[Data excerpts]
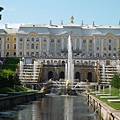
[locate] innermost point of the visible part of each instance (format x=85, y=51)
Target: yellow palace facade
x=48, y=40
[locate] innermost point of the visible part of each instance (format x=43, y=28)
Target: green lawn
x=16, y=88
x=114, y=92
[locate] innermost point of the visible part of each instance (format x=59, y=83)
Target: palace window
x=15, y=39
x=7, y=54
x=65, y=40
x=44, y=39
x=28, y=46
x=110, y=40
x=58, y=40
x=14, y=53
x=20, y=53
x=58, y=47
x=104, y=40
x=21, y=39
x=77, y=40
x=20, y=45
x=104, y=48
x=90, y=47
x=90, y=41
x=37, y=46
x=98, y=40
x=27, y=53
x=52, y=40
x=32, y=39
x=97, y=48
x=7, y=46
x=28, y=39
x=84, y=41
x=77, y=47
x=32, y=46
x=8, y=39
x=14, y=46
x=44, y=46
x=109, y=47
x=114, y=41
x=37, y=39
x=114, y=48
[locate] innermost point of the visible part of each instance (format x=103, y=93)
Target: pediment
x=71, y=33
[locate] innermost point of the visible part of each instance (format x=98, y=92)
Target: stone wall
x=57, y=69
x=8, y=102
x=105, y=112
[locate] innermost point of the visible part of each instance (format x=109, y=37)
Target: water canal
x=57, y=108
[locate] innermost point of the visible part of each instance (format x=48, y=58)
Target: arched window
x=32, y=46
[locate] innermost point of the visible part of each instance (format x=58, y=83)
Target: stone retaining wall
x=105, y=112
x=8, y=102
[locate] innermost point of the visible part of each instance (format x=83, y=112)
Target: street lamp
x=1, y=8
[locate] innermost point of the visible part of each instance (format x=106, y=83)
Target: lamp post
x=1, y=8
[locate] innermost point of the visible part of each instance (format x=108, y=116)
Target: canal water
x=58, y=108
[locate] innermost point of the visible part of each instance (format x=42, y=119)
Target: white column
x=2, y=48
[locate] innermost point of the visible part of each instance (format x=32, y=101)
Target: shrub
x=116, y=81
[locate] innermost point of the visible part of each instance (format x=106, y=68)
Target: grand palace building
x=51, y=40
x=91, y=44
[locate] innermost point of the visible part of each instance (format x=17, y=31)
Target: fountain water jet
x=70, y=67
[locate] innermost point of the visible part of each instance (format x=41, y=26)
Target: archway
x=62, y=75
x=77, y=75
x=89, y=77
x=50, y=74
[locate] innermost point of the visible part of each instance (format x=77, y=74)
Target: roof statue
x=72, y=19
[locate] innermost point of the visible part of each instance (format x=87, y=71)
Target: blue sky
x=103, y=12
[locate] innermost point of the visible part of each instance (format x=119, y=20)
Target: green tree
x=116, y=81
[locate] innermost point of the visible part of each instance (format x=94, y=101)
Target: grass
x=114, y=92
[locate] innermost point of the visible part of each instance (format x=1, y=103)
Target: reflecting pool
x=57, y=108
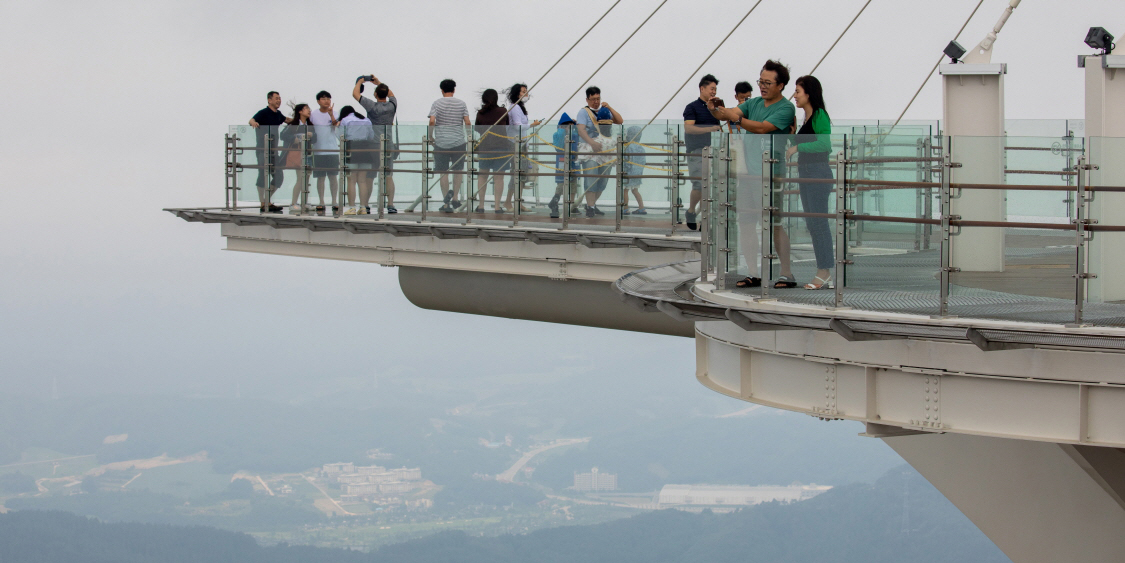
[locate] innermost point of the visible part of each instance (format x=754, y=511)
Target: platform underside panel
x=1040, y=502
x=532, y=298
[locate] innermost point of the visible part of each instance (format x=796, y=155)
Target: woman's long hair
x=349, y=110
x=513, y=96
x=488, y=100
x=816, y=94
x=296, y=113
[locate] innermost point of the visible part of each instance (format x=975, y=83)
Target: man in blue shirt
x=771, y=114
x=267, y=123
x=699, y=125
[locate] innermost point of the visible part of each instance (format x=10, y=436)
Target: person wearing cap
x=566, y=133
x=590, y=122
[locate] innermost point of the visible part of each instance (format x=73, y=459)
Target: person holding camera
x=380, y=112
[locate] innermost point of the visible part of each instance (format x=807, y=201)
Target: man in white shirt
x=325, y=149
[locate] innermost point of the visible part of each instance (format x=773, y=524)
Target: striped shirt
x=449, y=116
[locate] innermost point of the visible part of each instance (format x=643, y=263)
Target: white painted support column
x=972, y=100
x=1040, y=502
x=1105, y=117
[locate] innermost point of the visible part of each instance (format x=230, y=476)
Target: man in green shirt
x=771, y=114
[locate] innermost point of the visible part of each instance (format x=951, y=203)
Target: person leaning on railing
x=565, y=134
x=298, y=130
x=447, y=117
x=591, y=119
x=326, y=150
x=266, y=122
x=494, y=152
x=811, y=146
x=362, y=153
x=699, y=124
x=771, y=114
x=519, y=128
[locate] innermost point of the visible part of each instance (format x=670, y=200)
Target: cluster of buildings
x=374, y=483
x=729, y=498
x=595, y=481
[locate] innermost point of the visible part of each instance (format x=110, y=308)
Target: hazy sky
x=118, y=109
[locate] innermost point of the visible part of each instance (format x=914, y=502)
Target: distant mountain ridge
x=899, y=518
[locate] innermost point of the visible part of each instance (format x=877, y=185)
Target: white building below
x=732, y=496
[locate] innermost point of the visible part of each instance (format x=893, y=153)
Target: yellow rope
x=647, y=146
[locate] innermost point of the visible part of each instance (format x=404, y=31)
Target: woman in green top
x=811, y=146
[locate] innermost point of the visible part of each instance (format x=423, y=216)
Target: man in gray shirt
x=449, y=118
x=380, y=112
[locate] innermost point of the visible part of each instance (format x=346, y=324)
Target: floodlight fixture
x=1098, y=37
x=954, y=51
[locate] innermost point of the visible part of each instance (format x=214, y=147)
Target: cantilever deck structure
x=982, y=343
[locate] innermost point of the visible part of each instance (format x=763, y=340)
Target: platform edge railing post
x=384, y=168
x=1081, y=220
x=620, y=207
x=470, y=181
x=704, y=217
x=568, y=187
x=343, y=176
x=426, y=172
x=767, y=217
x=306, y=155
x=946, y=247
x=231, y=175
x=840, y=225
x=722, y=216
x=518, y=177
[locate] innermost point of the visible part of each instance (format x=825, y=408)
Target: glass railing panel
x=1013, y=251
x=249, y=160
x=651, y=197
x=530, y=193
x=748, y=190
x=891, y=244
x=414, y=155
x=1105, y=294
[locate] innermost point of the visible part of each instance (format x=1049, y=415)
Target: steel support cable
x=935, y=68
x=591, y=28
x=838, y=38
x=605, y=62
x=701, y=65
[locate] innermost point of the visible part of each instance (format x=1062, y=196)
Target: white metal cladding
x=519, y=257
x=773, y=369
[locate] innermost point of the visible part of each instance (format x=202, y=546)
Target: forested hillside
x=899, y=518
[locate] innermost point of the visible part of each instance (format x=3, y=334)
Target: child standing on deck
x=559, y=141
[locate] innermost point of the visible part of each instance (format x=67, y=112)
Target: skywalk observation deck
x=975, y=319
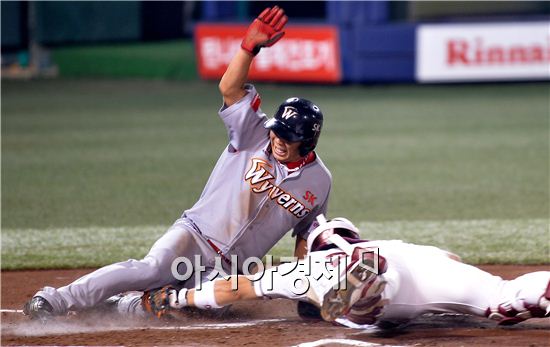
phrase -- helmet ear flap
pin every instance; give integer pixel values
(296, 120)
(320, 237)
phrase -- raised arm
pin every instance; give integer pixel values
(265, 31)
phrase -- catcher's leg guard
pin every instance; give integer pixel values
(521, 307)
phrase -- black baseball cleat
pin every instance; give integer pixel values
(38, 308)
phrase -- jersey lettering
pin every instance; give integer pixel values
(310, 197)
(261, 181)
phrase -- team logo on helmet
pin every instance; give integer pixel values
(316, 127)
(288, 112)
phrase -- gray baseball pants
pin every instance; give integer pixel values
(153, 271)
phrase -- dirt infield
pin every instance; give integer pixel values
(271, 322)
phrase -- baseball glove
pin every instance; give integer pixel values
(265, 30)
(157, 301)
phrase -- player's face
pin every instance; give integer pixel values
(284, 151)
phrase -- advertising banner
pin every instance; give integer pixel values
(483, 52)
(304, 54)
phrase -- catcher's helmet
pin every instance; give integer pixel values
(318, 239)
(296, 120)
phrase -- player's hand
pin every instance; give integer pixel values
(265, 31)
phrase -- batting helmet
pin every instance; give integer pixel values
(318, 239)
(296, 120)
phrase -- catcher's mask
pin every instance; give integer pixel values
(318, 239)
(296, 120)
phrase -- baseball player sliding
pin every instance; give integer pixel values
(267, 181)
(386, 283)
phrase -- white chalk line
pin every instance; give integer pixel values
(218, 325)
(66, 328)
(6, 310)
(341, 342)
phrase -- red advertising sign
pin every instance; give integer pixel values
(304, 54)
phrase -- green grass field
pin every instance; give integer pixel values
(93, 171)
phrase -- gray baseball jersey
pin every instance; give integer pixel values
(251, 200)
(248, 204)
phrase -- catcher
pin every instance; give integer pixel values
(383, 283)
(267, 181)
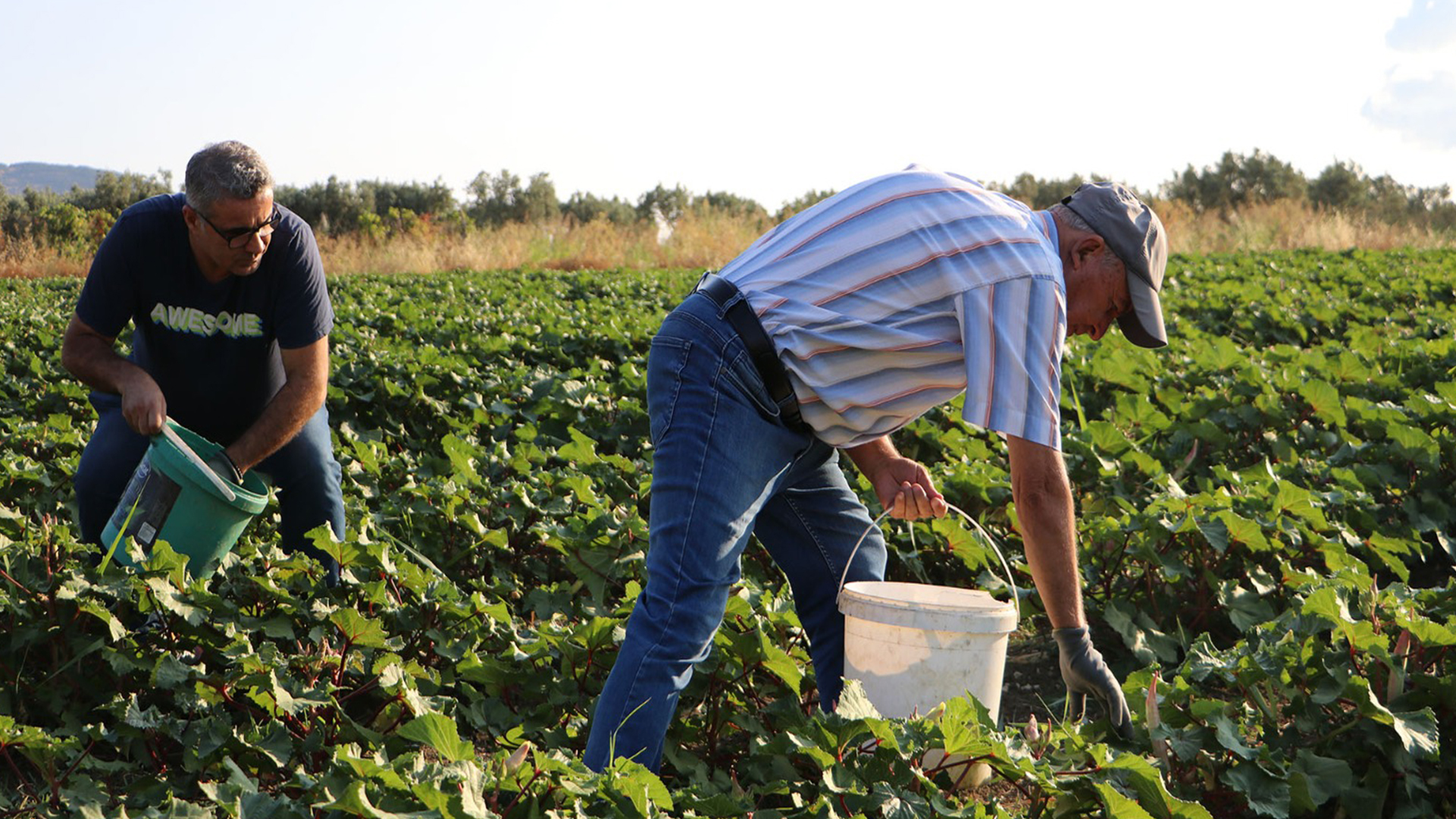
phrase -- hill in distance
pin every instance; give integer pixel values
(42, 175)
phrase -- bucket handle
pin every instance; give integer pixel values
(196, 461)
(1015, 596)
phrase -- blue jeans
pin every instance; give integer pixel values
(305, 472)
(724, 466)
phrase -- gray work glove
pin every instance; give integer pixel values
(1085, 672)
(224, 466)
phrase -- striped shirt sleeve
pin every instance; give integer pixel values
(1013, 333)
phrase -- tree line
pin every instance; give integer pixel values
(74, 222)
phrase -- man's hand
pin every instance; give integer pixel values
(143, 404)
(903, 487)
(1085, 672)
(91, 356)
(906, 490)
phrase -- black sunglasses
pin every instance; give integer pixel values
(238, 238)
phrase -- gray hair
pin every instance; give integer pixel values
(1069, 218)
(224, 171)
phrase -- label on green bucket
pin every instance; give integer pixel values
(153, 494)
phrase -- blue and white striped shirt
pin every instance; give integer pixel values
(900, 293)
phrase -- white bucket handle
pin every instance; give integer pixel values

Exercise instructions:
Transcribe exactly the span of lines that opens with the line holding "phrase -- player's hand" and closes with the last line of the entries above. Omit pictures.

Result for this exercise:
phrase -- player's hand
pin every instance; give integer pixel values
(265, 31)
phrase -- batting helmet
pin every instance; give integer pixel values
(318, 239)
(296, 120)
phrase -- catcher's mask
pin every instance; give integer pixel values
(318, 239)
(296, 120)
phrase -- baseball player sliding
pin every instance; give integer pixel values
(267, 181)
(386, 283)
phrase -- white chalk line
pin every instance; give integer pixel values
(218, 325)
(66, 328)
(6, 310)
(341, 342)
phrase -- red advertising sign
pin every instance; give integer pixel values
(304, 54)
phrase -- green grass field
pin every instance; give integer pixel values
(93, 171)
phrase -- gray baseball jersey
pin every instance; give integer pixel values
(251, 200)
(248, 204)
phrase -- catcher
pin every instance; give integer pixel values
(383, 283)
(267, 181)
phrase -- hill in distance
pin every instance; give integer pixel values
(42, 175)
phrase -- bucket handle
pin every instance; give integer pixel values
(196, 461)
(1015, 596)
phrase -- blue jeans
pin every instance; give integer pixel values
(305, 472)
(724, 466)
phrase -- gray work glove
pin every instance; give integer pixel values
(1085, 672)
(224, 466)
phrase -- striped shirt sleeve
pin every instance; give integer pixel values
(1013, 333)
phrase -- tree line
pin every instance; give integer pixel values
(74, 222)
phrase -- man's hand
pin every instance; give integer pixel values
(143, 404)
(903, 487)
(1085, 672)
(91, 356)
(906, 490)
phrase -- black sunglasses
pin every instance; give integer pixel values
(238, 238)
phrase -- gray hair
pin every instance; give integer pixel values
(1069, 218)
(224, 171)
phrase -- label on green bucket
pin every instance; give integer pixel values
(153, 494)
phrase -- blue and white striped shirt
pin every instance; give integer pixel values
(900, 293)
phrase -- white bucket handle
pin every instance; give integer pixel values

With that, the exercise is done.